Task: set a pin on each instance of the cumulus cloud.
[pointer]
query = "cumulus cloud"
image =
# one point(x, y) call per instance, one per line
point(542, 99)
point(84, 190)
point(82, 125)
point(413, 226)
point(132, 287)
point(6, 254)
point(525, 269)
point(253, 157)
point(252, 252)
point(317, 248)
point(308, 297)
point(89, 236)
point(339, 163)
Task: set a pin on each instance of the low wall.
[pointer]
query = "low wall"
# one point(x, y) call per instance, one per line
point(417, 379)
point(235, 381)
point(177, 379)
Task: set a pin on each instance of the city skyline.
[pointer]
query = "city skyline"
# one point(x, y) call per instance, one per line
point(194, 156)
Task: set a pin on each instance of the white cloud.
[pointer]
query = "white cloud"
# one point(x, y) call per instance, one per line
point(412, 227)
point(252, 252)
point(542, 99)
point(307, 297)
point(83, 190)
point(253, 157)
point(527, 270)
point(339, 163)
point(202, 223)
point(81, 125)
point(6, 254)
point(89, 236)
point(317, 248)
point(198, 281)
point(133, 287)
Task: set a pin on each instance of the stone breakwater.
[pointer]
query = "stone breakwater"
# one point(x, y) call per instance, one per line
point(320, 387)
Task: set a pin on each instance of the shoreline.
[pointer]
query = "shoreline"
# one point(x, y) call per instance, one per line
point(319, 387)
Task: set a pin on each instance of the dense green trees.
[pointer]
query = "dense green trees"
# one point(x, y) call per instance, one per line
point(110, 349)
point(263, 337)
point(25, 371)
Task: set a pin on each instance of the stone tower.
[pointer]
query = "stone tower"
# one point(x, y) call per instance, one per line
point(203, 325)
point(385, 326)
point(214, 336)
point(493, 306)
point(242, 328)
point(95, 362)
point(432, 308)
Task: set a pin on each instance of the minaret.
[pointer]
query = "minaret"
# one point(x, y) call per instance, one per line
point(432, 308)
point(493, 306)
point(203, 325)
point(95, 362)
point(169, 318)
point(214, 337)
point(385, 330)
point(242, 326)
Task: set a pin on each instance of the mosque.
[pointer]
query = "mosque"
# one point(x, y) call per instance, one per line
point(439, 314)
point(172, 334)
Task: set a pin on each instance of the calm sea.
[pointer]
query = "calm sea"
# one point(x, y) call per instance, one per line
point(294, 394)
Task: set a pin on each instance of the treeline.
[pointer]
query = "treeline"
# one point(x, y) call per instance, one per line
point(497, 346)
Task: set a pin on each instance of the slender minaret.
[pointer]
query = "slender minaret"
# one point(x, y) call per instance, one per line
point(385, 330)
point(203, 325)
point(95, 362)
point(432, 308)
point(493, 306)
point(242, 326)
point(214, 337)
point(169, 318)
▬▬▬▬▬▬▬▬▬▬
### What is expected
All of the material is to be written out exactly.

### Expected output
Task: set a pin on each instance of the cumulus cloud.
[pointer]
query = "cumulus cloud"
image =
# one point(x, y) call per instance, one per line
point(542, 99)
point(84, 190)
point(82, 125)
point(413, 226)
point(132, 287)
point(6, 254)
point(525, 269)
point(253, 157)
point(252, 252)
point(317, 248)
point(308, 297)
point(89, 236)
point(339, 163)
Task: set a pin on each instance of the low wall.
[pointer]
query = "low wall"
# one point(x, y) call per instance, one per line
point(417, 379)
point(235, 381)
point(177, 379)
Task: set a pin on each instance of the city skyline.
[pointer]
query = "city skyline"
# one point(x, y) call per instance, one per line
point(194, 156)
Task: set a pin on each instance of the white cloud.
[pointer]
query = "white cloud"
# one point(x, y) call per instance, one per line
point(412, 227)
point(252, 252)
point(542, 99)
point(307, 297)
point(83, 190)
point(253, 157)
point(527, 270)
point(339, 163)
point(202, 223)
point(81, 125)
point(6, 254)
point(89, 236)
point(317, 248)
point(198, 281)
point(133, 287)
Task: set a pin on each instance of the stone breakwater.
[pointer]
query = "stone breakwater"
# one point(x, y) call per instance, one per line
point(320, 387)
Task: set a pin on each instance of the shoreline.
[pointer]
query = "shoreline"
# one point(x, y) call per instance, one per line
point(319, 387)
Task: set a pin on each instance of the dense green trees.
[pointer]
query = "dense green trees"
# one point(x, y) call per instance, one per line
point(110, 349)
point(263, 337)
point(25, 371)
Task: set a pin on each instance of the stone tower.
[pointer]
query = "stone tower"
# one point(x, y) call per instance, one per line
point(203, 325)
point(385, 326)
point(214, 336)
point(493, 306)
point(242, 328)
point(95, 362)
point(432, 308)
Task: set a pin on each instance of the minaret.
[pointer]
query = "minaret"
# one point(x, y) call per instance, one per line
point(432, 308)
point(493, 306)
point(203, 325)
point(95, 362)
point(169, 318)
point(214, 337)
point(385, 330)
point(242, 326)
Task: set a pin on each instance of the mosque.
[pointer]
query = "mosque"
# one point(x, y) call per instance, one per line
point(439, 314)
point(172, 334)
Task: set a pin on each instance of the calm sea.
[pointer]
query = "calm sea"
# one point(x, y) call per instance, one per line
point(294, 394)
Task: set a pin on each instance of the treeline.
[pointer]
query = "treeline"
# one point(x, y) call per instance, one per line
point(497, 346)
Task: set a pin on each instance of the slender minaret.
[pointer]
query = "slender minaret"
# one point(x, y) call per instance, one per line
point(385, 330)
point(203, 325)
point(95, 362)
point(432, 308)
point(493, 306)
point(242, 326)
point(214, 337)
point(169, 318)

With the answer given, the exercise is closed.